» RECORDS SUPPLIED
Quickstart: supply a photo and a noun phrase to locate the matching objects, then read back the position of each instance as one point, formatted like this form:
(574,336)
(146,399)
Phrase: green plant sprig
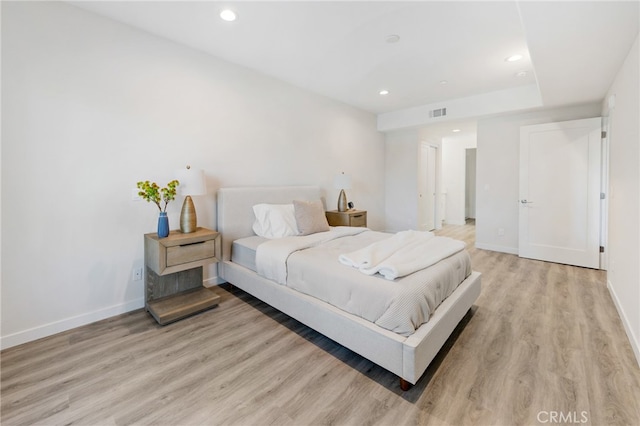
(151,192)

* * *

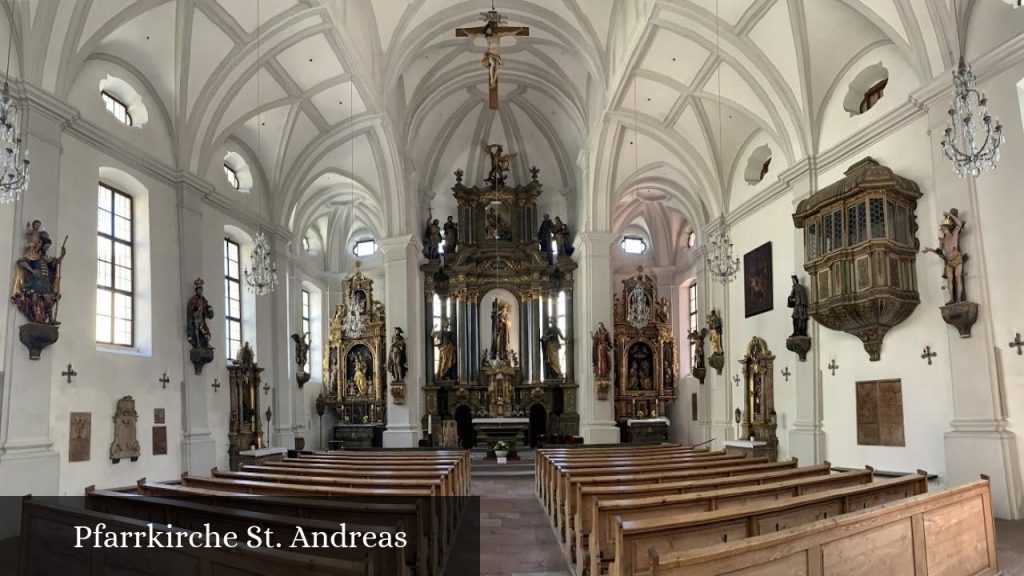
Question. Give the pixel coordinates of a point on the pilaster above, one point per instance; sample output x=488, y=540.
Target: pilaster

---

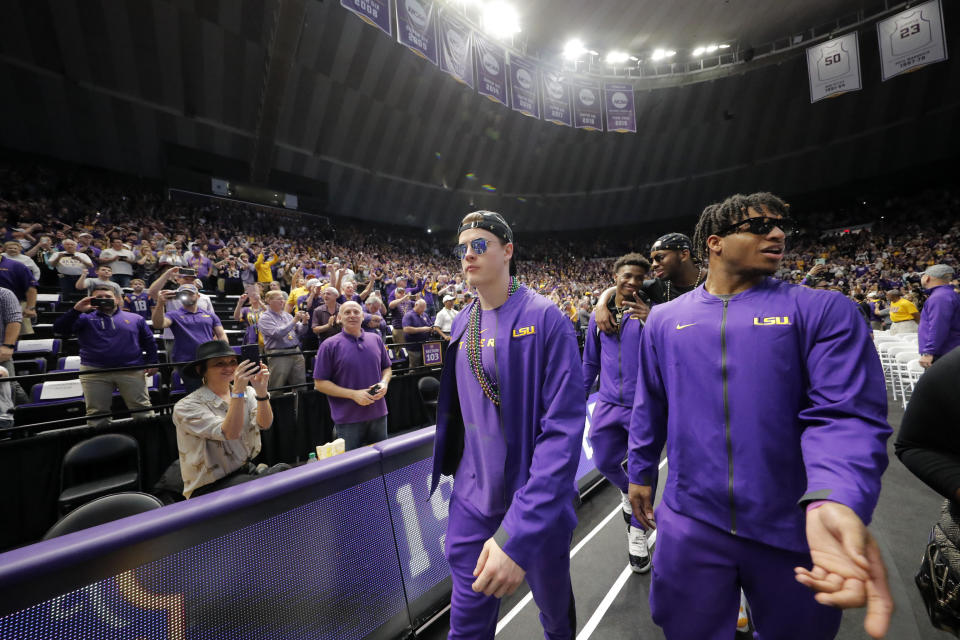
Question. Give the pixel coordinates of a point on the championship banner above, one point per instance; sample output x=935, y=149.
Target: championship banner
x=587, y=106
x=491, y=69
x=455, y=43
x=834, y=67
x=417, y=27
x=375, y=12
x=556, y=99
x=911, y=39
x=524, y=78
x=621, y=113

» WORK INSTRUCTION
From the data above, gather every line that includes the word "coordinates".

» TASK ANSWER
Question. Give the pixel coordinates of a point on the pilaster above, one point per instance; sample output x=488, y=540.
Question. Give the pixel coordinates of a point on the championship banner above, one point per instance; sample output x=935, y=149.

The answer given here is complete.